■ WHAT THE TASK REQUIRES ■
Present the lines from the one containing "Q: Point out each instance of the dark" through the one containing "(1286, 132)" as a Markdown table with the columns Row and Line, numbering each line and skipping blank lines.

■ Extracted data entries ■
========================

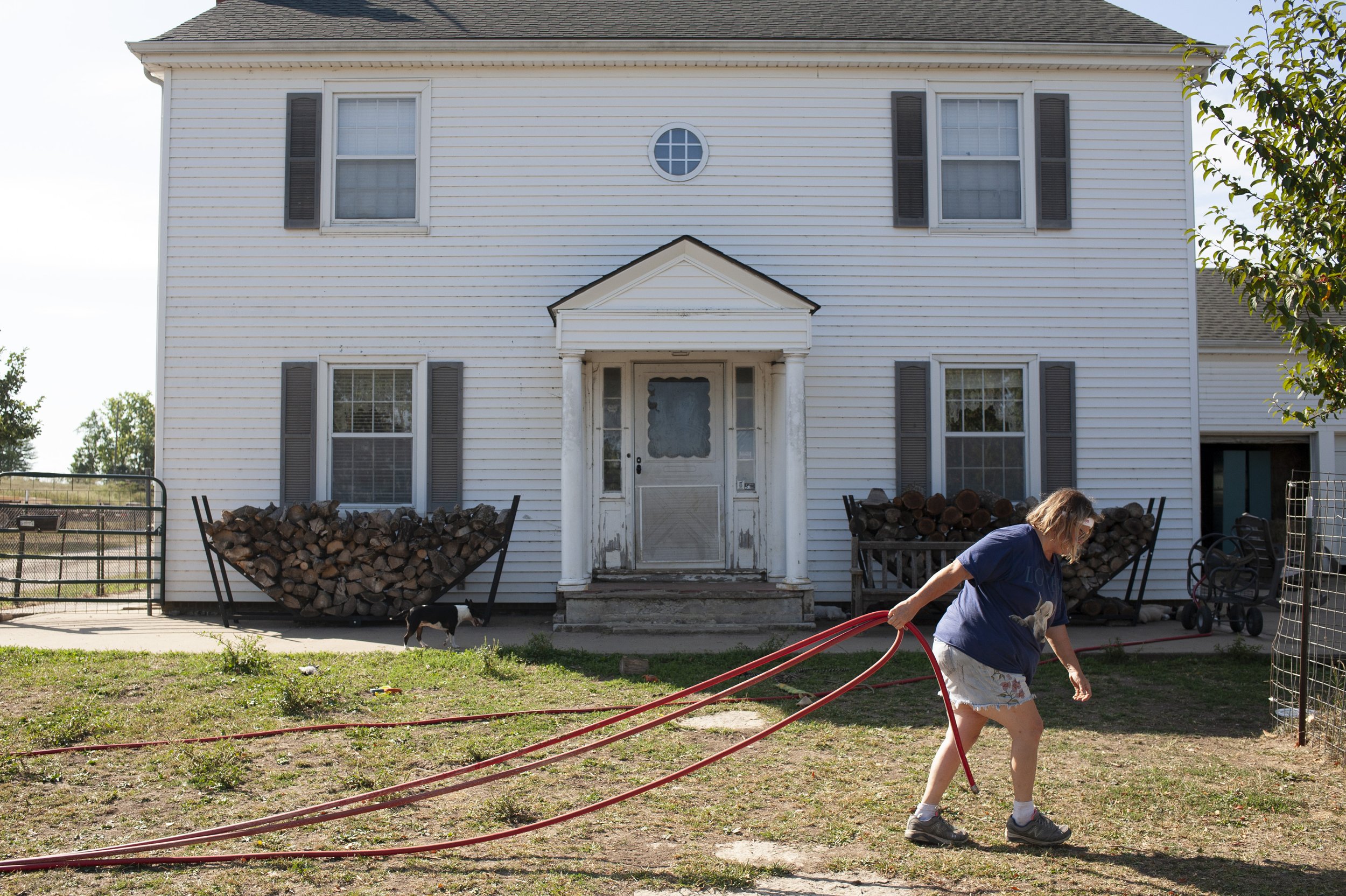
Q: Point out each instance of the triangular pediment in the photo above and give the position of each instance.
(684, 276)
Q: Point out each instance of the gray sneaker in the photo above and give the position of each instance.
(936, 832)
(1040, 832)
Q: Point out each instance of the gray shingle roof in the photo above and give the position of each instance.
(995, 20)
(1221, 317)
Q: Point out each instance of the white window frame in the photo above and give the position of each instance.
(938, 432)
(419, 366)
(693, 131)
(1022, 95)
(335, 90)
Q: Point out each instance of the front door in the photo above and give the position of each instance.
(679, 444)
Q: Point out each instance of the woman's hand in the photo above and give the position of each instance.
(902, 614)
(940, 584)
(1077, 677)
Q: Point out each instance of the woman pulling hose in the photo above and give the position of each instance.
(989, 645)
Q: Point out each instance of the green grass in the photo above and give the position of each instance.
(1167, 775)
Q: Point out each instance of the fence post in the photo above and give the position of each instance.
(18, 567)
(150, 565)
(1310, 564)
(99, 521)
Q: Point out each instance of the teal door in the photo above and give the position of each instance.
(1247, 486)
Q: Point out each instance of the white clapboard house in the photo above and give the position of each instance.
(680, 275)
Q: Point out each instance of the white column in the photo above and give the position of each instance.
(774, 516)
(574, 536)
(796, 473)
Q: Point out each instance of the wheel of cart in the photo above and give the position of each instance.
(1228, 576)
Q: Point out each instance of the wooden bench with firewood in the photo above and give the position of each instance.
(897, 545)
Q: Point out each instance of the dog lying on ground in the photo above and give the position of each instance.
(447, 618)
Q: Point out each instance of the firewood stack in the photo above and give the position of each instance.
(913, 517)
(322, 563)
(1121, 535)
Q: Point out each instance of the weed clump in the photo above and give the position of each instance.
(65, 725)
(243, 657)
(300, 696)
(539, 649)
(214, 767)
(1240, 652)
(496, 664)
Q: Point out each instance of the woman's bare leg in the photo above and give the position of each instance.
(947, 762)
(1025, 727)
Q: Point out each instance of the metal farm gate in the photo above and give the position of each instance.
(81, 538)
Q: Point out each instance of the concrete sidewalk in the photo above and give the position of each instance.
(131, 629)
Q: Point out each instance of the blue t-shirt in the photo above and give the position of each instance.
(1002, 614)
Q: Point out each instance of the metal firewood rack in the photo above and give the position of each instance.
(877, 567)
(219, 565)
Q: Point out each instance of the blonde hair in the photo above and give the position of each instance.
(1061, 516)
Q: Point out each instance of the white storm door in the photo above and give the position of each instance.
(679, 447)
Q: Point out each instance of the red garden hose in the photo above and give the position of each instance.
(322, 813)
(816, 643)
(512, 713)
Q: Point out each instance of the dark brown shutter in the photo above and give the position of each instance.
(909, 159)
(1058, 425)
(1053, 114)
(298, 432)
(303, 152)
(445, 433)
(913, 415)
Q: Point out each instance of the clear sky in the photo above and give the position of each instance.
(79, 167)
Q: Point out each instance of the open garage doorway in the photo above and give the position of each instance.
(1243, 475)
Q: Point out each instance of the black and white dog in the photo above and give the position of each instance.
(446, 618)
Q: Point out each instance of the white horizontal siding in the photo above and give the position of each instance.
(539, 185)
(1237, 389)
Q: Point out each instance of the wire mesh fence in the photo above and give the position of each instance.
(81, 540)
(1309, 652)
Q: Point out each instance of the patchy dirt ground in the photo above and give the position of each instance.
(1167, 776)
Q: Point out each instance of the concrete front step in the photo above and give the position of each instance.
(687, 607)
(645, 576)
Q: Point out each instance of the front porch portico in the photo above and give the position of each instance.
(683, 417)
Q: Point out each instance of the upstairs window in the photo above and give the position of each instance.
(980, 163)
(376, 158)
(679, 152)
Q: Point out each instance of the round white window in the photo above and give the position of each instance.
(679, 151)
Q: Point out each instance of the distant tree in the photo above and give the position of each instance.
(18, 419)
(119, 438)
(1286, 132)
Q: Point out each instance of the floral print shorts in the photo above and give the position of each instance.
(976, 684)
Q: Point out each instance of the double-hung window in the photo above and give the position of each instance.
(372, 435)
(984, 443)
(376, 159)
(980, 160)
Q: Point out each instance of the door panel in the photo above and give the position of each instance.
(680, 466)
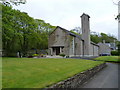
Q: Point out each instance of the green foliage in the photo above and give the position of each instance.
(96, 38)
(114, 53)
(39, 73)
(22, 33)
(13, 2)
(63, 55)
(109, 58)
(35, 55)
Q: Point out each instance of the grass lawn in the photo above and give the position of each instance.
(39, 73)
(109, 58)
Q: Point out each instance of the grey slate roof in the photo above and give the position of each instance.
(68, 32)
(72, 34)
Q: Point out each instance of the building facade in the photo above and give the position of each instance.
(62, 41)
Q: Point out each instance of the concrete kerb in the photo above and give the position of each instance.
(78, 79)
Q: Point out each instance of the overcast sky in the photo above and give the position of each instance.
(66, 13)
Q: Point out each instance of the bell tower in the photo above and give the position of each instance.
(85, 34)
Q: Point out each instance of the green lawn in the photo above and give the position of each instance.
(109, 58)
(39, 73)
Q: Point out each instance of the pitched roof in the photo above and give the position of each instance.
(68, 32)
(72, 34)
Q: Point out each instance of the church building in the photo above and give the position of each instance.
(62, 41)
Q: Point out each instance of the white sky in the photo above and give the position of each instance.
(66, 13)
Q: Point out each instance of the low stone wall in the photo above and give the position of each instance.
(79, 79)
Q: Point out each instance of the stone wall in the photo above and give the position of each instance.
(79, 79)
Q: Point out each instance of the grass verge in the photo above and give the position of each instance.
(39, 73)
(109, 58)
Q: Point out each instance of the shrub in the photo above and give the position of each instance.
(114, 53)
(63, 55)
(35, 55)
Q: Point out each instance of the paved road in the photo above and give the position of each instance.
(106, 78)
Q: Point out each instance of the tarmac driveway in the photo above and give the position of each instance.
(106, 78)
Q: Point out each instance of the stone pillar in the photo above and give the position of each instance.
(119, 21)
(51, 49)
(85, 33)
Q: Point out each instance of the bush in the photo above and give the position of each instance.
(41, 55)
(34, 55)
(63, 55)
(114, 53)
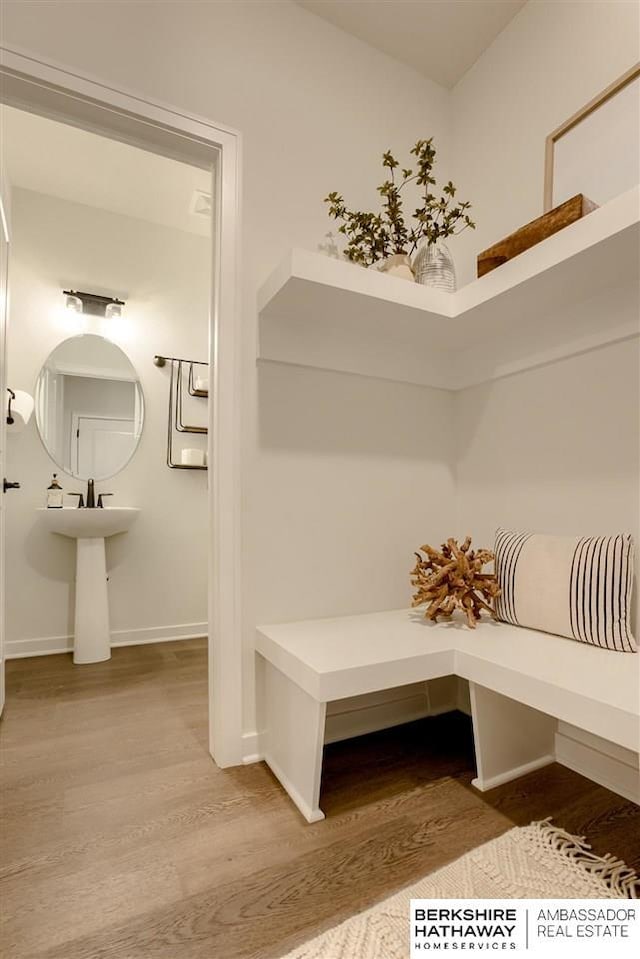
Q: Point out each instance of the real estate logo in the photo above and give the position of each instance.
(539, 927)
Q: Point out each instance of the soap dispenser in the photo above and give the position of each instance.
(55, 496)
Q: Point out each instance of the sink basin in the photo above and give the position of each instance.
(92, 637)
(89, 523)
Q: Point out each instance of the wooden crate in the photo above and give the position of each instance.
(539, 229)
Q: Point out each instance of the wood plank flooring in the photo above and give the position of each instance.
(122, 840)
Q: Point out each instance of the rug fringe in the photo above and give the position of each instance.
(614, 873)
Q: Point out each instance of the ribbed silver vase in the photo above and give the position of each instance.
(433, 266)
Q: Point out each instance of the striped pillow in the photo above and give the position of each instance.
(578, 587)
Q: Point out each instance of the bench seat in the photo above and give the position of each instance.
(517, 676)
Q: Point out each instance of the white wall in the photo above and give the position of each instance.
(316, 107)
(342, 471)
(549, 61)
(163, 275)
(553, 449)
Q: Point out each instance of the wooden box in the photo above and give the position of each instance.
(539, 229)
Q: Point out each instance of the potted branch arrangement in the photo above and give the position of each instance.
(417, 251)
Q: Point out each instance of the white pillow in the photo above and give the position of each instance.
(575, 586)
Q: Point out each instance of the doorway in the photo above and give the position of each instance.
(82, 104)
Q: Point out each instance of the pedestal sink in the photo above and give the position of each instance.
(90, 527)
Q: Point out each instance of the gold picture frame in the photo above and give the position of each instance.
(628, 77)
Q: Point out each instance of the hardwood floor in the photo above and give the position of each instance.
(122, 840)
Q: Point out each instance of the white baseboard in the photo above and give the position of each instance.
(485, 784)
(251, 748)
(49, 645)
(603, 762)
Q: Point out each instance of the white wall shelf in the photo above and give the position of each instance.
(553, 301)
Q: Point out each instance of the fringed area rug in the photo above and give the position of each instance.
(538, 861)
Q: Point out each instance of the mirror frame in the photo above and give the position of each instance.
(138, 384)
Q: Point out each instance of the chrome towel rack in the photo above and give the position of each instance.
(175, 422)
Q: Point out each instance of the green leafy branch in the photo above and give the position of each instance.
(374, 236)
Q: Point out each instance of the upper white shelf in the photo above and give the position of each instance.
(573, 292)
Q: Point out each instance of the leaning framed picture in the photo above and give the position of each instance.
(596, 151)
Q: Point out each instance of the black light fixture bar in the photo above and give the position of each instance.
(94, 304)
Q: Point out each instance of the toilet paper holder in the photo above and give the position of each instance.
(20, 412)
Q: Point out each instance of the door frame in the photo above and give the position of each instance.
(50, 90)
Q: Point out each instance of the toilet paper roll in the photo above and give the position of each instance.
(21, 410)
(193, 457)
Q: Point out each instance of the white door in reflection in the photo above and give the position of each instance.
(100, 442)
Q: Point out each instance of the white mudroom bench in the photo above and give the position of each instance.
(521, 683)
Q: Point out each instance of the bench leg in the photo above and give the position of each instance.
(510, 739)
(294, 739)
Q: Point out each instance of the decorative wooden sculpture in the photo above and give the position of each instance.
(451, 578)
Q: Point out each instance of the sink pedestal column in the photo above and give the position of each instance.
(92, 639)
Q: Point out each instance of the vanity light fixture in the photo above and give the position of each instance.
(74, 303)
(93, 304)
(113, 310)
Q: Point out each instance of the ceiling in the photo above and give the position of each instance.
(439, 38)
(80, 167)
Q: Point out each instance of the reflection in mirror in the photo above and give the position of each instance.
(89, 407)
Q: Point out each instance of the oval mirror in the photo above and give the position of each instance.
(89, 407)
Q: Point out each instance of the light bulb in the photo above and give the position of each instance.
(74, 303)
(113, 311)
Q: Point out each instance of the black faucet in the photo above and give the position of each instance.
(91, 497)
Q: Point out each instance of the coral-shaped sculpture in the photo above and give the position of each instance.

========================

■ FINAL ANSWER ■
| Row | Line |
|---|---|
| 1 | Q: Point out each instance of the dark brown shutter in the photo above and give the position of each instance. |
| 2 | (909, 159) |
| 3 | (1058, 425) |
| 4 | (1053, 114) |
| 5 | (298, 432) |
| 6 | (303, 152) |
| 7 | (445, 433) |
| 8 | (913, 415) |
| 9 | Q: Point out each instance of the clear sky in the photo above and give the position of each instance. |
| 10 | (79, 167) |
| 11 | Q: Point out each instance of the open garage doorway in the photo above and give the position of each instance. |
| 12 | (1243, 475) |
| 13 | Q: Point out each instance of the black and white dog in the photo above and give the position of each instance. |
| 14 | (446, 618) |
| 15 | Q: Point out each instance of the white horizontal siding in the photo above and give the position of each instance. |
| 16 | (539, 185) |
| 17 | (1237, 389) |
| 18 | Q: Point out each instance of the wire mesh fence in the photo above and give the position of each instance. |
| 19 | (81, 540) |
| 20 | (1309, 652) |
| 21 | Q: Point out each instance of the patchy dirt ground in the photo above and give the position of each instance. |
| 22 | (1167, 776) |
| 23 | Q: Point out each instance of the concrete front step in the photo above and give the position of each instance. |
| 24 | (687, 607) |
| 25 | (645, 576) |
| 26 | Q: Point out each instance of the front porch portico in the photo above and give the position of each instance. |
| 27 | (683, 417) |
| 28 | Q: Point out each instance of the upstairs window in the photo above and give the position of each instance. |
| 29 | (980, 163) |
| 30 | (376, 158) |
| 31 | (679, 152) |
| 32 | Q: Point out each instance of the round white window in the photo above and give the position of each instance. |
| 33 | (679, 151) |
| 34 | Q: Point out each instance of the distant tree in the photo above and give the position of each instance. |
| 35 | (18, 419) |
| 36 | (119, 438) |
| 37 | (1286, 132) |